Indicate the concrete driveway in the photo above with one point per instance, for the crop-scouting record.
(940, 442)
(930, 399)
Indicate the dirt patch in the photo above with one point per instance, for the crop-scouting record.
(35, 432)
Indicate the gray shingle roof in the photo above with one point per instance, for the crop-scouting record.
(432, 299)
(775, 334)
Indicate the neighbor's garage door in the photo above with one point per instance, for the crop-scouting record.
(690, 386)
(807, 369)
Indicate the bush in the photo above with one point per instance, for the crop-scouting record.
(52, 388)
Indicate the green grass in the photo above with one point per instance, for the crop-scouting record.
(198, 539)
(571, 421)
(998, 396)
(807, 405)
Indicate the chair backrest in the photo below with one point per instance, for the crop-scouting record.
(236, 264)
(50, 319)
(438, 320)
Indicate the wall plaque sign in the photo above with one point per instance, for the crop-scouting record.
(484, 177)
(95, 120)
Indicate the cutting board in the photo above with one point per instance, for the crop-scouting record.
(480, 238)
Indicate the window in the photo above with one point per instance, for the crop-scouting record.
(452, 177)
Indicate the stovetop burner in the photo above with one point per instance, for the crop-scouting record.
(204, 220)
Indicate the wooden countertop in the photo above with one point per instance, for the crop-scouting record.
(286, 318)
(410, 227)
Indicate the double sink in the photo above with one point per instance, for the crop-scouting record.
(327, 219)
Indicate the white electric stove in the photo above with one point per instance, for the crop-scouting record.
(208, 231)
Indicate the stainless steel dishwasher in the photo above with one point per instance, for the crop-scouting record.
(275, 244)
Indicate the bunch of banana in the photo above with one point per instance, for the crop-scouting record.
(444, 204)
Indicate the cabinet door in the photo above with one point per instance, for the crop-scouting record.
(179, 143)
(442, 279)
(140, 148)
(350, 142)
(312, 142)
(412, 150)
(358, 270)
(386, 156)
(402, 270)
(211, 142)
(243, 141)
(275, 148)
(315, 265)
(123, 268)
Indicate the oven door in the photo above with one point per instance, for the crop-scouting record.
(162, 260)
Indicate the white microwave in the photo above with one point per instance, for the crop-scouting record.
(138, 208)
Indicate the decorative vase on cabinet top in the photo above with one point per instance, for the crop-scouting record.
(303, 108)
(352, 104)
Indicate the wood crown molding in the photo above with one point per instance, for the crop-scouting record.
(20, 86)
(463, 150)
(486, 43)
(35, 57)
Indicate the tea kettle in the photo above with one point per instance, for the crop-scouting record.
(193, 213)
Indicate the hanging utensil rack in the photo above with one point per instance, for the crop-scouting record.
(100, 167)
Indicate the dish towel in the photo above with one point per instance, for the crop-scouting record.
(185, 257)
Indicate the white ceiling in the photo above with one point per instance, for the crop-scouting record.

───

La consigne:
Extrayez toutes les lignes ci-dessus et recopiez-les à l'identique, sans en omettre aucune.

Résultat de la tâche:
Indicate the concrete driveway in the photo above with one point per instance, for the crop-scouting record.
(940, 442)
(930, 399)
Indicate the dirt patch in the photo above with one point per instance, for the crop-scouting record.
(35, 432)
Indicate the gray shingle roof in the photo above with one point per instance, for the crop-scouting record.
(432, 299)
(775, 334)
Indicate the neighbor's garage door in the photo above with one point per instance, for the crop-scouting record.
(690, 386)
(807, 369)
Indicate the bush in the photo above with one point per instance, for the crop-scouting record.
(52, 388)
Indicate the green grass in the photo above with one point per instance, for the crop-scouting record.
(198, 539)
(571, 421)
(998, 396)
(807, 405)
Indicate the chair backrest in the photo below with one point per instance, for the crop-scouting record.
(236, 264)
(50, 319)
(438, 320)
Indicate the wall plaque sign in the photo above with one point per instance, for the crop-scouting record.
(484, 177)
(95, 120)
Indicate the cutting board in the photo above with one point per instance, for the crop-scouting record.
(480, 238)
Indicate the window in the photo above with one point per instance, for the crop-scouting record.
(452, 177)
Indicate the stovetop burner in the photo above with one point per instance, for the crop-scouting record.
(204, 220)
Indicate the wooden countertop in the photo above with one point per instance, for the crop-scouting record.
(286, 318)
(410, 227)
Indicate the double sink in the photo above with one point per instance, for the crop-scouting record.
(327, 219)
Indicate the white electric stove in the photo above with one point per instance, for the crop-scouting record.
(208, 231)
Indicate the stainless steel dishwasher in the photo above with one point per instance, for the crop-scouting record.
(275, 244)
Indicate the bunch of banana in the photo above with one point per instance, for the crop-scouting record.
(444, 204)
Indicate the cabinet door in the photo above with one point per instance, for the crop-scouting record.
(179, 143)
(442, 279)
(140, 148)
(350, 142)
(312, 142)
(412, 150)
(358, 270)
(386, 156)
(402, 270)
(211, 142)
(243, 141)
(275, 148)
(315, 265)
(123, 268)
Indicate the oven door in the photo above with one point per instance, for the crop-scouting record.
(162, 260)
Indicate the white microwave in the photo above with one point per instance, for the crop-scouting record.
(138, 208)
Indicate the decorative vase on cabinet top in the photo above with one point per instance, for the crop-scouting record.
(303, 108)
(352, 104)
Indicate the wood crown molding in the photo above with one point per instance, for the crop-scouting record.
(20, 86)
(463, 150)
(486, 43)
(35, 57)
Indicate the tea kettle in the photo above with one point per instance, for the crop-scouting record.
(193, 213)
Indicate the hanging utensil rack in the photo above with one point per instance, for the crop-scouting record.
(100, 167)
Indicate the dish towel in the photo above with one point per instance, for the crop-scouting record.
(185, 257)
Indicate the white ceiling in the photo above with one point per instance, for the crop-scouting record.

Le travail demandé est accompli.